* Problems to solve *
**1)** In the Phuket article, give the passage from "The Thai government" to "relaxing on the sand." again, switching "tourists" to "visitors".
**2)** Answer these from the Phuket article:
(a) How old is Steve Acquafredda?
(b) How many people died on Phuket island, according to Thai officials?
(c) How many days before the tsunami did Vincent Lanzoe arrive in Phuket?

* Supplied text *
▬▬▬▬▬▬

Tsunami-hit region eyes business
By Richard S. Ehrlich
THE WASHINGTON TIMES
PHUKET, Thailand
Americans toss a Frisbee disc, Germans eye the lapping sea and an Italian daydreams of Pompeii here on Patong Beach as the stench of death wafts on a tropical breeze.
"You have to enjoy yourself and life goes on," Steve Acquafredda, 26, an engineer from Phoenix said in an interview on the sand.
"It is certainly terrible what happened, but that's not going to stop me having a good time out here and enjoying myself," he said moments after tossing a Frisbee disc with another American, Matt Kopala.
When the tsunami rolled into Patong Beach on the morning after Christmas, the white sand was packed with tourists frolicking in the shallow water, women sunning themselves on towels or wooden lounges, and people relaxing over breakfast at wood-and-thatch, open-air restaurants.
"I imagine, like, what the wave would have looked like coming in and how it would affect things. But certainly I think the chances of that happening again right now are very, very slim," Mr. Acquafredda said.
Several dozen tourists were back on Patong's curved, mile-long beach where the soft tumbling of tiny waves mixed with groaning bulldozers and an unidentifiable stench, perhaps from rotting corpses, food or debris.
Cement structures are intact but soggy with sand, and strewn with broken refrigerators, furniture, cars and other heavy items.
Foreign and Thai business owners are hurriedly repairing, painting, sweeping and drying out surviving shops, hotels, bars and offices.
The damage ends about a quarter of a mile inland where busy streets perpendicular to the sea, gently slope higher.
More than 260 people died on Phuket island, mostly at Patong Beach, Thai officials said.
The Thai government is anxious to broadcast the message that Patong Beach and many other tourist venues along the damaged west coast are rising from the mire and desperately needing tourists to boost the crippled local economy.
Government-run TV repeatedly shows bikini-clad foreigners strolling along the shore, topless women lying face down on their towels, foreign adults and children sitting and playing on the beach, and other tourists splashing and swimming in the sea.
Elsewhere on Patong Beach, German paper manufacturer Ekkchard Jager, 42, said he was in Phuket, about two miles inland, when the tsunami hit.
"I was in a hotel, sleeping. I didn't notice anything. Nothing," Mr. Jager said in an interview while relaxing on the sand.
"I'm married to a Thai lady, and we come here for a holiday once a year, and my wife has family here," he said.
"But it is not the same as last year, when there were more people and more enjoyable. Now it is quieter and not so good," Mr. Jager said.
"We knew some people who died, who were from here. A man working on the beach, we've known him for 12 years, he died. So we think about this a little bit."
Vincent Lanzoe, 46, an Italian tourist who works as a hospital administrator, said he arrived in Phuket 10 days before the tsunami and was safe at a friend's house about 50 yards above sea level.
"Yes, it was very terrible and bad luck for the people, but I didn't think that I would go back and stop my holiday," Mr. Lanzoe said in an interview in the shade of a palm tree on the beach.
Reminded about the volcano that buried Italy's Pompeii in lava and ash nearly 2,000 years ago, Mr. Lanzoe said there was some similarity: "People didn't have time to know what happened."

▬▬▬▬▬▬

* Dataset excerpt *
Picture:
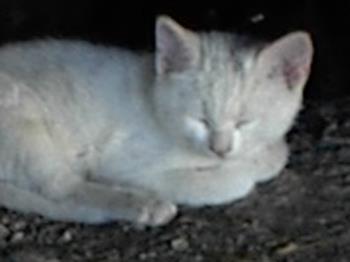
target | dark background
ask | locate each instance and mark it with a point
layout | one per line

▬▬▬▬▬▬

* Responses to the exercise *
**1)**
The Thai government is anxious to broadcast the message that Patong Beach and many other tourist venues along the damaged west coast are rising from the mire and desperately needing visitors to boost the crippled local economy.
Government-run TV repeatedly shows bikini-clad foreigners strolling along the shore, topless women lying face down on their towels, foreign adults and children sitting and playing on the beach, and other visitors splashing and swimming in the sea.
Elsewhere on Patong Beach, German paper manufacturer Ekkchard Jager, 42, said he was in Phuket, about two miles inland, when the tsunami hit.
"I was in a hotel, sleeping. I didn't notice anything. Nothing," Mr. Jager said in an interview while relaxing on the sand.

**2)**
(a) 26
(b) More than 260
(c) 10 days